→ **Brief**
Copy every line of the entries below word for word, but leave the pictures out.

══════════

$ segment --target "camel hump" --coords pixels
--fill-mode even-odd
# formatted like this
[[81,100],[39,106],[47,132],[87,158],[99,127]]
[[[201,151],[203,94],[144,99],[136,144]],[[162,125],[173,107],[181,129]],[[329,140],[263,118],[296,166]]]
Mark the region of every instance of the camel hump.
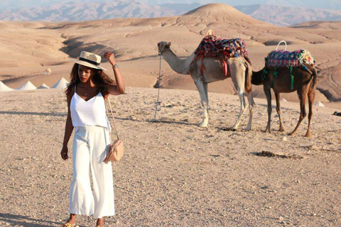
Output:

══════════

→ **Result for this task**
$ segment --target "camel hump" --coords pixels
--fill-mode even-odd
# formatted like this
[[81,100],[39,106],[47,132],[87,158],[99,127]]
[[[201,151],[203,94],[144,99],[136,144]],[[162,125],[173,107],[181,129]],[[329,140],[263,118],[296,166]]]
Mark the region of every instance of the camel hump.
Output:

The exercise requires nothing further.